--- Aim ---
Resume the issue thread below about webhooks hanging after !restart, continuing from its last line.

--- Text ---

All webhooks hang after doing !restart #175

Closed lkraav closed 10 years ago

lkraav commented 11 years ago

This is on current master HEAD

gbin commented 11 years ago

I think I found the bug, the culprit is the shutdown of Rocket, I made a minimal reproduction case here:

Basically Rocket never stops, this is also why the unit tests are failing at the moment.

from wsgiref.util import setup_testing_defaults
from rocket import Rocket
from time import sleep
import socket

def webserver_on(host, port):
    s = socket.socket(socket.AF_INET, socket.SOCK_STREAM)
    try:
        s.connect((host, port))
        s.shutdown(socket.SHUT_RDWR)
        s.close()
        return True
    except:
        return False

def simple_app(environ, start_response):
    setup_testing_defaults(environ)

    status = '200 OK'
    headers = [('Content-type', 'text/plain')]

    start_response(status, headers)

    ret = ["%s: %s\n" % (key, value)

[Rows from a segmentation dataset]
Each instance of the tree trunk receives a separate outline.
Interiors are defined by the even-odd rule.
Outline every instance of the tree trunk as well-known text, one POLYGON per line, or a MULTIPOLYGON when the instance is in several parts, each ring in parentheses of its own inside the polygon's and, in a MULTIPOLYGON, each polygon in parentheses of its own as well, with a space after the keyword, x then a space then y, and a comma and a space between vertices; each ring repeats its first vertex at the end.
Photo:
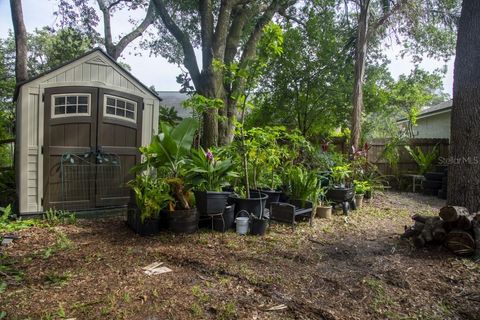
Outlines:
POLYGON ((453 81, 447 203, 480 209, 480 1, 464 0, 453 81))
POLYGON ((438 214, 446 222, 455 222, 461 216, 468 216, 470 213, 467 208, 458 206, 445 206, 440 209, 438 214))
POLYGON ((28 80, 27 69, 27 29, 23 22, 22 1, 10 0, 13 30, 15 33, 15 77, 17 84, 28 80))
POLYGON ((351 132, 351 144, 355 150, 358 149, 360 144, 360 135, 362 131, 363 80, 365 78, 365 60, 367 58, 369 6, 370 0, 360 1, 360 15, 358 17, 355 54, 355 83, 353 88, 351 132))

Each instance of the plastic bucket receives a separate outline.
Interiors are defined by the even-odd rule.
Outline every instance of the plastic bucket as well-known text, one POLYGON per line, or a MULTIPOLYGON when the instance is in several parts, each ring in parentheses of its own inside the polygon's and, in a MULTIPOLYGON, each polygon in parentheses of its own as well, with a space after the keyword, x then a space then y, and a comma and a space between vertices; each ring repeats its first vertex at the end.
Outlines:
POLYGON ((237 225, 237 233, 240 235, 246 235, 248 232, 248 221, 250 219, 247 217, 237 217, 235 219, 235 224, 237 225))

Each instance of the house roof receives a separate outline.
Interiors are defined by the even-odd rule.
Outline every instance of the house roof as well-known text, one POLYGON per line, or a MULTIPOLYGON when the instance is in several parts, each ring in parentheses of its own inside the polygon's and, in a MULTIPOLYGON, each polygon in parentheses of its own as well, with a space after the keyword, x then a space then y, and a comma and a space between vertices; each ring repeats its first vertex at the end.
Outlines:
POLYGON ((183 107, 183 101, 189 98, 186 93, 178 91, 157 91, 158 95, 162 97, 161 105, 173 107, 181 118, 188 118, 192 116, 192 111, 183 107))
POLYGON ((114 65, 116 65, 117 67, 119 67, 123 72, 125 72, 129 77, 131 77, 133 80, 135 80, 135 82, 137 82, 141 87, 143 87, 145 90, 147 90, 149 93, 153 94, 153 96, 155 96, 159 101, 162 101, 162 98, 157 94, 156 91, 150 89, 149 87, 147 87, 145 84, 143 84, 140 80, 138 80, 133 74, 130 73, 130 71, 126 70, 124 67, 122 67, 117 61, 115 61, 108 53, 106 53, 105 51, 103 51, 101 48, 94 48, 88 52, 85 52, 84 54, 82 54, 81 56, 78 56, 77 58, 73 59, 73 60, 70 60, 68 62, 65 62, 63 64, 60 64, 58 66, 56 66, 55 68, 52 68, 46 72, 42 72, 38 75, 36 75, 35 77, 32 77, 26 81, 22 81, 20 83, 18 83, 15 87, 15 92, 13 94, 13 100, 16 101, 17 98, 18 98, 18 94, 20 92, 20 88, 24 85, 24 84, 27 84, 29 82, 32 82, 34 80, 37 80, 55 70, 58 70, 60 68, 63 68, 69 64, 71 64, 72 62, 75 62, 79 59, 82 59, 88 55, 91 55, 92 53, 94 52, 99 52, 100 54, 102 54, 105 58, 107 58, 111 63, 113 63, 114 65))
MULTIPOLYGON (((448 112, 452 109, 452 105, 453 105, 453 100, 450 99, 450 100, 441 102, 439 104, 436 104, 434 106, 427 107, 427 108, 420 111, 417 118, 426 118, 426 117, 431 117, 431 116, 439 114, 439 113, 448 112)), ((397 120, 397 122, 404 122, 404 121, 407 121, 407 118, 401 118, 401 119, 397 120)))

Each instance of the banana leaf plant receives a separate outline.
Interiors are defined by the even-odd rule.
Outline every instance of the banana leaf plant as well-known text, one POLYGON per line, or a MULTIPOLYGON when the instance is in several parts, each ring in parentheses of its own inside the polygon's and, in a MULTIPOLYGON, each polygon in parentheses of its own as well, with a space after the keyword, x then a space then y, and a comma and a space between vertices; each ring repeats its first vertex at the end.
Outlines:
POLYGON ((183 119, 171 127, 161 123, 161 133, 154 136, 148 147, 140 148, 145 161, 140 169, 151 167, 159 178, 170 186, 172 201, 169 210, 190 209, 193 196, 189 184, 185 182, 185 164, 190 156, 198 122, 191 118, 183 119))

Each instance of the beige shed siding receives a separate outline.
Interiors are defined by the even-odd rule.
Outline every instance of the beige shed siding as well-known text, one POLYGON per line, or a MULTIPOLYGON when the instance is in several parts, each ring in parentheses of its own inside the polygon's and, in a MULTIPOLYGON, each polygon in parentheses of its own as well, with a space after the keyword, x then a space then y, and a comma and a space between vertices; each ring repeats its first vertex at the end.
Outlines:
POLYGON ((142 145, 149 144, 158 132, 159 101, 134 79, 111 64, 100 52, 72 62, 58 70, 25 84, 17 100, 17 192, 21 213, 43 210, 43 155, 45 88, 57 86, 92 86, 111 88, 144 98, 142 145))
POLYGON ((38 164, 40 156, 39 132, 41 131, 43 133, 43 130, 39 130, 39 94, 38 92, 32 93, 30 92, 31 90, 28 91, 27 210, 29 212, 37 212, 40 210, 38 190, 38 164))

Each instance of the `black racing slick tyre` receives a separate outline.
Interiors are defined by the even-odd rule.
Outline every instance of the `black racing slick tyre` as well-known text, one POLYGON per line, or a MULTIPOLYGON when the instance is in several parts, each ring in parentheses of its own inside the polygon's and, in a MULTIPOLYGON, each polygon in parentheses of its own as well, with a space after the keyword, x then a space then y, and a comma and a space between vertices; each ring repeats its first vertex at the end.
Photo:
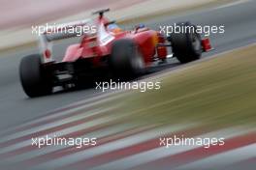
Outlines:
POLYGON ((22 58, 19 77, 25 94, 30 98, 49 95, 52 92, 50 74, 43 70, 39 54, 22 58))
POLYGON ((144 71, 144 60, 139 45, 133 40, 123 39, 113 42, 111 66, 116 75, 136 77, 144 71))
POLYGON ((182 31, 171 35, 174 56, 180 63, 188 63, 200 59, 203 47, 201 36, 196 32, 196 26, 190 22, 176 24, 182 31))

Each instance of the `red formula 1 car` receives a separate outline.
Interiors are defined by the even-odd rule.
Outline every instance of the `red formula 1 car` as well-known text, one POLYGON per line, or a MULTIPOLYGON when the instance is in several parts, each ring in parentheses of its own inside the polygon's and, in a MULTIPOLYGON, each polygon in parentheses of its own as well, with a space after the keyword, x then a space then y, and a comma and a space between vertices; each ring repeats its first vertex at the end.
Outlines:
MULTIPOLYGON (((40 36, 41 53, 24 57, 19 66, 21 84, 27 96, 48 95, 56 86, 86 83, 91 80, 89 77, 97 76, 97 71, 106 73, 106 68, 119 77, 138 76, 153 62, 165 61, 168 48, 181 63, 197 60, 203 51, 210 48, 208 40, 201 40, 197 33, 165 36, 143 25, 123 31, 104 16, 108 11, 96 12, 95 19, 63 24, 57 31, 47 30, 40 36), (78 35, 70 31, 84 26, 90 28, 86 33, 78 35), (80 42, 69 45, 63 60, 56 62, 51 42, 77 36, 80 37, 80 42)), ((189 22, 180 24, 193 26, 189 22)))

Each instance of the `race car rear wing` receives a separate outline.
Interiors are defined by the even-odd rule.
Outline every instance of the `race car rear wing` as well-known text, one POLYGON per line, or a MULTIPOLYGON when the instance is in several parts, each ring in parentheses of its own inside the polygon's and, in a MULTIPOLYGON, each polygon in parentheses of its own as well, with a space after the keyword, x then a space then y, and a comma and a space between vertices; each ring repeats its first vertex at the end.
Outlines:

--- In response ---
           for key, value in environ.iteritems()]
    return ret

def test_startup_shutdown_leak_rocket():
    p = 3333
    r = Rocket(('localhost', p),  app_info={'wsgi_app': simple_app})
    r.start(True)
    maxattempt = 5
    while not webserver_on('localhost', p):
        print("Waiting for the server to start %i" % maxattempt)
        sleep(0.5)
        maxattempt -= 1
        if not maxattempt:
            raise Exception("Rocket did not start")
    r.stop()
    maxattempt = 5
    while webserver_on('localhost', p):
        print("Waiting for the server to stop %i" % maxattempt)
        sleep(0.5)
        maxattempt -= 1
        if not maxattempt:
            raise Exception("Rocket never stopped !")

if __name__ == '__main__':
    test_startup_shutdown_leak_rocket()
zoni commented 11 years ago

I believe the issue originates in listener.py of Rocket. In listen we find the following piece of code:

            except socket.timeout:
                # socket.timeout will be raised every THREAD_STOP_CHECK_INTERVAL
                # seconds.  When that happens, we check if it's time to die.

                if not self.ready:
                    if __debug__:
                        self.err_log.debug('Listener exiting.')
                    return
                else:
                    continue
            except:
                self.err_log.error(str(traceback.format_exc()))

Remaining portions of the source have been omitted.